» **YOUR INSTRUCTIONS**:
Copy the Catalonia text from "Catalonia still felt" to "dumb gossip programmes.", substituting "RCD Espanyol" for every "Real Madrid".

» **SOURCE TEXT**:
An Adopted Catalan

from Catalonia Is Not Spain: A Historical Perspective by Simon Harris

Catalonia Is Not Spain: A Historical Perspective by Simon Harris

Even today, most people who visit Barcelona think they are in Spain. Noticing and understanding the differences between Catalan and Spanish culture is not immediate. I was drawn in particularly by the language and history. Becoming a parent meant that I became increasingly involved in Catalan society. My political position only became clear after the first Partido Popular government came to power in Madrid in 1996. They were so anti-Catalan that they made me feel protective towards my adopted home.


Chapter 1: An Adopted Catalan

When I arrived in Barcelona in 1988, I landed in what I thought was Barcelona, Spain. I had no idea that Catalonia had ever been a separate country or had aspirations of separating from Spain again in the future. I immediately fell in love with life in the city of Barcelona and my early trips up the coast and out into the Catalan countryside convinced me that I'd wound up in a pretty cool place.

Catalonia still felt like a region of Spain to me so given the choice of two languages, I opted to learn Spanish rather than Catalan. All the bilingual Catalans spoke Spanish anyway and it would also mean I'd be able to get by on jaunts around the rest of Spain.


The process of immersion in Catalan culture was a slow one. I suppose it began by choosing to support FC Barcelona rather than Real Madrid and continued as I started to watch more and more television in Catalan. In those days, Spanish television was as dreadful as it is now and was mainly game shows, South American soap operas and dumb gossip programmes.

I vividly remember the first time I switched the dial on my cheap portable TV over to Catalan TV3 and was greeted by an episode of Star Trek: The Next Generation. In fact, the 'Space the final frontier..' introduction was the first thing I ever memorised in the Catalan language. What's more, I was probably feeling a bit homesick and lots of British series were shown on TV3. Dubbed versions of sitcoms, such as Fawlty Towers, The Young Ones, Some Mothers Do 'Ave 'Em and Yes, Minister, and the soaps Eastenders, Coronation Street and Neighbours all made me feel much more at home even if it was a little surrealistic hearing Michael Crawford say 'Oooh, Betty ...' and then continue in Catalan.

» **DATA BLOCK**:
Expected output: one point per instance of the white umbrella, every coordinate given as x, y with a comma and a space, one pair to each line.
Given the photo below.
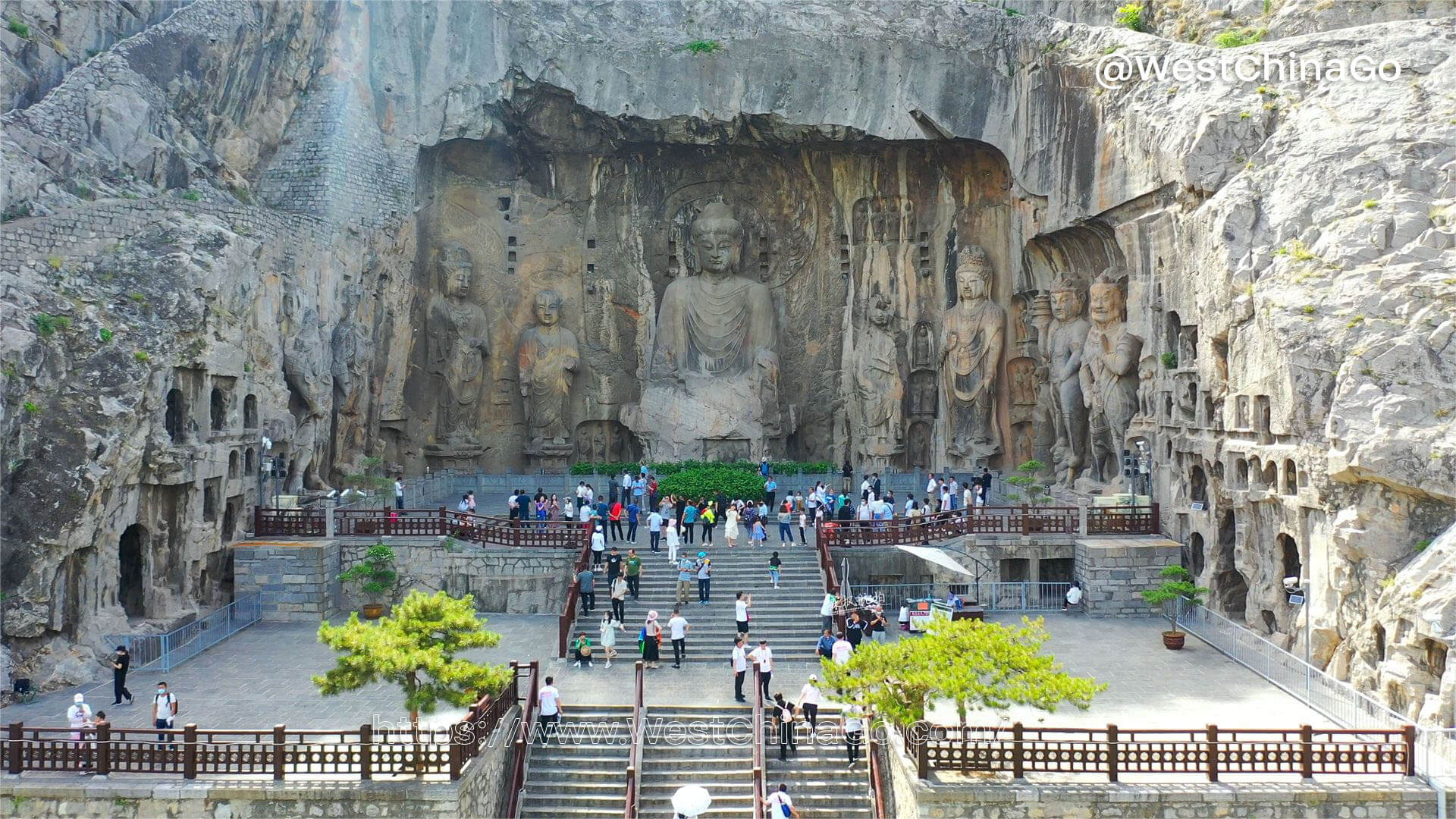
691, 800
937, 557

» **RESPONSE TO THIS EXERCISE**:
Catalonia still felt like a region of Spain to me so given the choice of two languages, I opted to learn Spanish rather than Catalan. All the bilingual Catalans spoke Spanish anyway and it would also mean I'd be able to get by on jaunts around the rest of Spain.


The process of immersion in Catalan culture was a slow one. I suppose it began by choosing to support FC Barcelona rather than RCD Espanyol and continued as I started to watch more and more television in Catalan. In those days, Spanish television was as dreadful as it is now and was mainly game shows, South American soap operas and dumb gossip programmes.